### EXTRACT
--- begin ---

Glenn Dayley – Beneath the Surface: Motives for Rhetoric and Action in Troilus and Cressida. A Response to Vernon Loggins et al.


Beneath the Surface: Motives for Rhetoric and Action in Troilus and Cressida. A Response to Vernon Loggins et al.

Glenn Dayley

Published in Connotations Vol. 11.2-3 (2001/02)


In the final act of Shakespeare's Troilus and Cressida Troilus agonizes over what to him seems actions of betrayal by Cressida. She had vowed to love only him and now Troilus spies on her as she involves herself with Diomedes. Troilus curses what appears to be incongruity between Cressida's words and her subsequent actions. He sums up the matter after reading the letter she writes to him that Pandarus delivers: "Words, words, mere words, no matter from the heart; […] ⁄ But edifies another with her deed" (V.iii.109−15).1) It is the theme of action contradicting rhetoric. The play is rife with examples of characters behaving in ways that seem to undercut the words they have spoken. In his article "Rhetoric and Action in Troilus and Cressida," Vernon Loggins points out numerous characters in Troilus and Cressida who do not seem to do what they say they will, or do what they say they will not. He cites example after example for what he calls the "pattern of rhetoric−action disagreement."2) Troilus begins the first scene vowing not to fight and he leaves the scene heading to battle with Aeneas. He begins the play "weaker than a woman's tear" (I.i.9), as he claims, but finishes the play bent on revenge and battle. Cressida claims in her soliloquy that she will not capitulate to Troilus (I.ii.260−73), but the first time the lovers share the stage she "plunges headlong into a relationship with the prince."3) Hector begins the council scene opposed to keeping Helen and abruptly changes his position and continues to fight for her. Ulysses' famous speech on order and degree is, according to Loggins, only "lip service,"4) which he undermines by conspiring with Nestor. For Loggins, Ulysses' public position—his [page 263] rhetoric—is "diametrically opposed to his private one," which we see in his action to "trick" both Achilles and Ajax.5)

--- end ---

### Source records
--- begin ---

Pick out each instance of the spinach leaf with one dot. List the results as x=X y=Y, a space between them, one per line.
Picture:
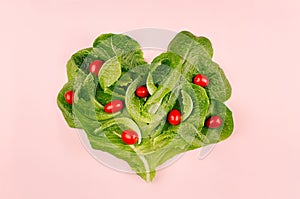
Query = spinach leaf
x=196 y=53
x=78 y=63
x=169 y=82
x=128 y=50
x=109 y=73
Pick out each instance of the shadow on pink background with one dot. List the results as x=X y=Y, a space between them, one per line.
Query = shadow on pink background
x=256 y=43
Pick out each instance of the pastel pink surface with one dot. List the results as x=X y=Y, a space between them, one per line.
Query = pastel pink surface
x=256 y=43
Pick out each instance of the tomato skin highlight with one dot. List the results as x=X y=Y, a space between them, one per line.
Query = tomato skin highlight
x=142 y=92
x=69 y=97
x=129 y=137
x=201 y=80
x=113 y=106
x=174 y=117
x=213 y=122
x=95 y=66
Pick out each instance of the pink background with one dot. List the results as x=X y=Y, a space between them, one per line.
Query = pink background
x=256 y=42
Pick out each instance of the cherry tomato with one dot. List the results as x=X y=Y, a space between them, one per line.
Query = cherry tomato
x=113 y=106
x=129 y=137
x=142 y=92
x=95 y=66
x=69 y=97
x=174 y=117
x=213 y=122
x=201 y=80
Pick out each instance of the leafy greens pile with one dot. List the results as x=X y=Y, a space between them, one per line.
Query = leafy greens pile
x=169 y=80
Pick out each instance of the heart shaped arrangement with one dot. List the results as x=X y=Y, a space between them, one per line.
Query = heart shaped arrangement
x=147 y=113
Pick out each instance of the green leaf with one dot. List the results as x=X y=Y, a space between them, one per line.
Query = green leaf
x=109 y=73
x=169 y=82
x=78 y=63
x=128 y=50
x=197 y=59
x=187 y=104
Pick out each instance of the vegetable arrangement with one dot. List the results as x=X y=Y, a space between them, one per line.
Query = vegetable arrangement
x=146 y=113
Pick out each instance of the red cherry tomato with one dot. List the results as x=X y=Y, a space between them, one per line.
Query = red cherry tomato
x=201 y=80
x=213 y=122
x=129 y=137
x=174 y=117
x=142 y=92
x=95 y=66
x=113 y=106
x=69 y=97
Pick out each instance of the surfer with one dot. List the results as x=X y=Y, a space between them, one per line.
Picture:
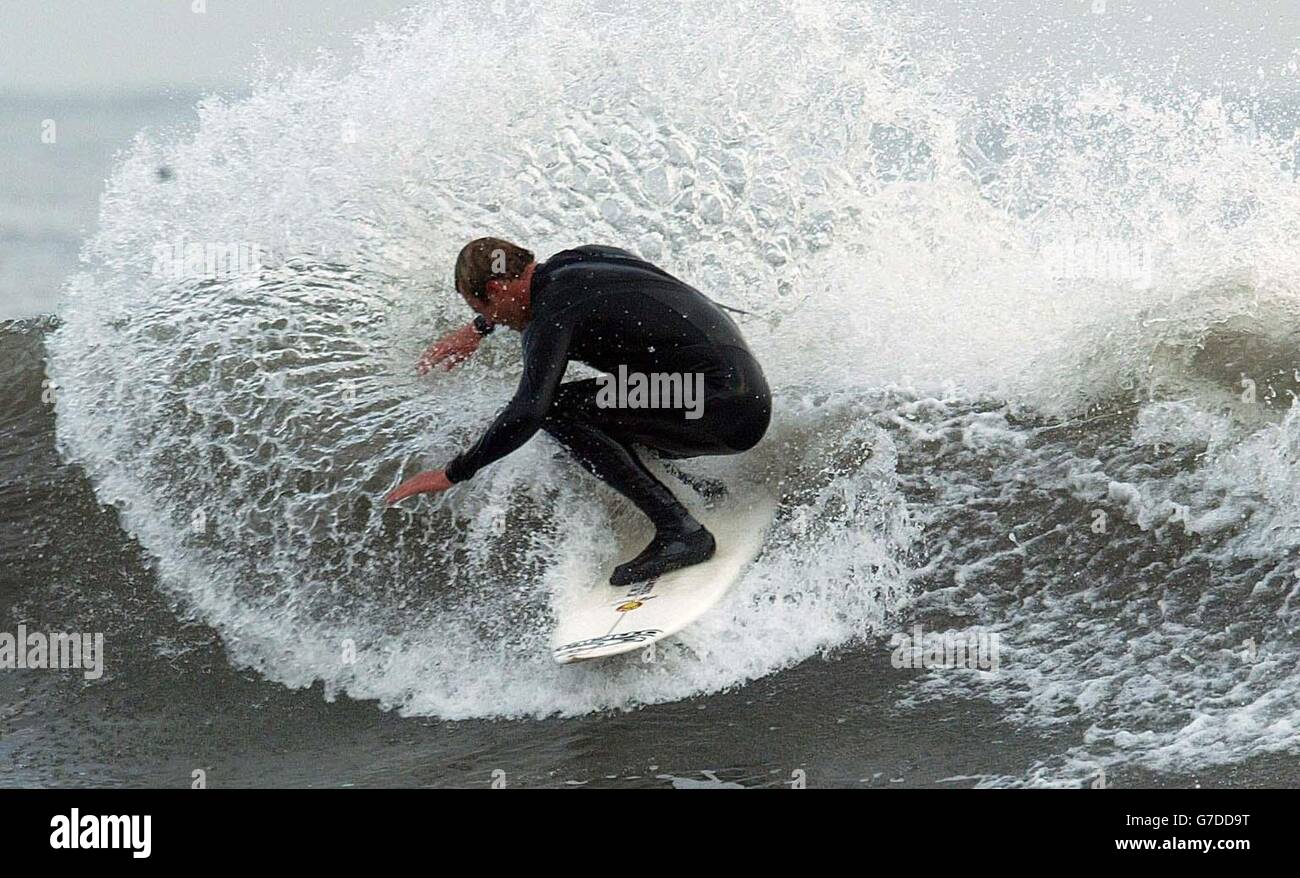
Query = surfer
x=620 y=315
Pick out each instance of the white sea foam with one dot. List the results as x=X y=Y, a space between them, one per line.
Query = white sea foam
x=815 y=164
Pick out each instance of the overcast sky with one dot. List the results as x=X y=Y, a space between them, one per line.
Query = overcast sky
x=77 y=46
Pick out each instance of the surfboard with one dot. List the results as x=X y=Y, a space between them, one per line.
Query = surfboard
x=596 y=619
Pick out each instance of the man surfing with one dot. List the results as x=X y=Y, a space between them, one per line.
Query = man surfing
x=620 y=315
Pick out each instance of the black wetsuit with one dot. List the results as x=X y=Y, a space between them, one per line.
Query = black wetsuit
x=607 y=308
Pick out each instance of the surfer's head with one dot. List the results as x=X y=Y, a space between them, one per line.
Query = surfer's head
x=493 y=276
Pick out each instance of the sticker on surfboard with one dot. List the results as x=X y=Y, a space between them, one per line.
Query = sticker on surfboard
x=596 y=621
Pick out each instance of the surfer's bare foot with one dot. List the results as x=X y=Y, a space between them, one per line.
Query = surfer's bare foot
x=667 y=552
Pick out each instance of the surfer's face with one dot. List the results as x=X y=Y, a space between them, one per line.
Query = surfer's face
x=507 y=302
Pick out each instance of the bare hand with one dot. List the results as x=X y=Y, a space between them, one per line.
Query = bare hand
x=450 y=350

--- end ---
--- begin ---

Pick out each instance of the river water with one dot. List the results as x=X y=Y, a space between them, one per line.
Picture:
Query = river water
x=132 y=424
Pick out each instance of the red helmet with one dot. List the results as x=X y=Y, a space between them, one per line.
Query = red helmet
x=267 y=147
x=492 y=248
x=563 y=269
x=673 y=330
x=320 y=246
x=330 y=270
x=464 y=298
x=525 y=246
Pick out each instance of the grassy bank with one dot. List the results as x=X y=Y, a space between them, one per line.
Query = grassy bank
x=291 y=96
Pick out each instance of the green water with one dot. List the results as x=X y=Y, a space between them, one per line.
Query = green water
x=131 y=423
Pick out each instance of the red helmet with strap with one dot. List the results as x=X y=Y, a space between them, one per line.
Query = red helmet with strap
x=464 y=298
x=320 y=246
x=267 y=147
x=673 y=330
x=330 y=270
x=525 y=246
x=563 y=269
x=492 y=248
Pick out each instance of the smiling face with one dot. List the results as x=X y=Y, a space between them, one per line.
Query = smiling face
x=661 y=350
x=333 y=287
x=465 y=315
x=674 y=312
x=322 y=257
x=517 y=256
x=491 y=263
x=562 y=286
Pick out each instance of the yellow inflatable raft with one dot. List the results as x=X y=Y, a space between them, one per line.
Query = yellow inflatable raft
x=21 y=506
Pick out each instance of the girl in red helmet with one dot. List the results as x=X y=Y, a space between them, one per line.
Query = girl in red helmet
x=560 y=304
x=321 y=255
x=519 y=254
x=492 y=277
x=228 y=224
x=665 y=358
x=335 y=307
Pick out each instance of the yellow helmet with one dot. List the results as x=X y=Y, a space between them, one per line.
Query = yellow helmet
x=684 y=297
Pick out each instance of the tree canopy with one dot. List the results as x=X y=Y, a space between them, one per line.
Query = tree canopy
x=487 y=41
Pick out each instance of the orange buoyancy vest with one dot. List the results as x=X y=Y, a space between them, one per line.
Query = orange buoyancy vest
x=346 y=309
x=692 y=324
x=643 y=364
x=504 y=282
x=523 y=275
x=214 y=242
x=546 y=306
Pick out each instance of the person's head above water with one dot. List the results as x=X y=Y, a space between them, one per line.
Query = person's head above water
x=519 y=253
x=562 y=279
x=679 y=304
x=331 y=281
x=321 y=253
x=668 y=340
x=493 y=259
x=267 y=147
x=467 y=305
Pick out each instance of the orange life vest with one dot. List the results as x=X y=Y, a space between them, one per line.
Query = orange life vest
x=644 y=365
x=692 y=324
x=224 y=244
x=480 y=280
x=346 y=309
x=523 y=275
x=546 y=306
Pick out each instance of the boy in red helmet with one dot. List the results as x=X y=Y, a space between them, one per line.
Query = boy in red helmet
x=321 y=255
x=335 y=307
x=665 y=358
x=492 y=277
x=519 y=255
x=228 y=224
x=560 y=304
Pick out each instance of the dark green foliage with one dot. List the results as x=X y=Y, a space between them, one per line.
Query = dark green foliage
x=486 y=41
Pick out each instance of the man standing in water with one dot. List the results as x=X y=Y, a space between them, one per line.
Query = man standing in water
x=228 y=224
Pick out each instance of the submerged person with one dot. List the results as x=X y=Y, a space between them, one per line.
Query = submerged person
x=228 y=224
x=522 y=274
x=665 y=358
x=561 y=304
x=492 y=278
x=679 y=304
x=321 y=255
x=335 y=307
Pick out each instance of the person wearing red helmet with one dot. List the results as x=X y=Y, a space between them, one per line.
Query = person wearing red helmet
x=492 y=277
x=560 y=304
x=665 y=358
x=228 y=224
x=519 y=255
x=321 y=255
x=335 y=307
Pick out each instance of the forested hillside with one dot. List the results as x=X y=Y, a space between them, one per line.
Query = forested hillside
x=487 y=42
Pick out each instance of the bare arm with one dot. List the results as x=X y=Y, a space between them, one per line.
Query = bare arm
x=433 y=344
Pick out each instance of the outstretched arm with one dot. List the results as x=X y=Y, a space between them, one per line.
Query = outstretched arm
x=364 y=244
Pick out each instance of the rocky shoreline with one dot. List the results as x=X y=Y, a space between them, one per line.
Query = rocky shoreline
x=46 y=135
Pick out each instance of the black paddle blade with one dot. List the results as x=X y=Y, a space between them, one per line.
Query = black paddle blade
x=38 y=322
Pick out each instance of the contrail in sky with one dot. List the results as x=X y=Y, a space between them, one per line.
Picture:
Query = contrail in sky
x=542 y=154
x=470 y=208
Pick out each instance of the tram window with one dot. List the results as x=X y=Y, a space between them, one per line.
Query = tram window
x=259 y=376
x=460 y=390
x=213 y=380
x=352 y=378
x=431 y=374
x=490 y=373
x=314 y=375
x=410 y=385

--- end ---

### WHAT IS ASKED
#1 In the essay on Troilus and Cressida, what term does Loggins use for Ulysses' speech on order and degree?
#2 Please write the next part of the essay on rhetoric and action in Troilus and Cressida, picking up after its final sentence.

### THE ANSWERS
#1 He calls it only "lip service."

#2
Numerous critics have noted that the major characters' rhetoric and action do appear contradictory,6) or as Loggins puts it, "[…] what major characters say is undercut by the actions they later take."7) Pointing this contradiction out, however, does little more than scratch the surface of what is really happening here. If we dig a little deeper we discover that the same motivating value or desire of the individual characters dictates both their rhetoric and their action. Loggins even seems to recognize that more than a surface contradiction is taking place when he mentions almost in passing "that the public actions taken by the characters […] are in part determined by their private concerns."8) What Loggins and most of the other critics9) fail to do is to develop the idea of "private concerns" determining both rhetoric and action. This idea of consistent motive for both rhetoric and action in the main characters can readily be seen in Ulysses.

True, Ulysses loves to talk and use elevated, over−blown rhetoric; it takes him sixteen lines to ask permission to speak (I.iii.53−68). Nevertheless if we can push aside the flowers of his language for a moment, we see that they stem and bloom from solid, logical roots. Ulysses calls for a return to the proper order in the Grecian army, for all nature even "The heavens themselves, the planets and this center ⁄ Observe degree, priority, and place" (I.iii.85−86). Agamemnon is the king and he should reassert his authority over the army, especially Achilles. By refusing to fight, Achilles creates discord within the army and encourages the "chaos" that Ulysses predicts follows the removal of "degree" or order.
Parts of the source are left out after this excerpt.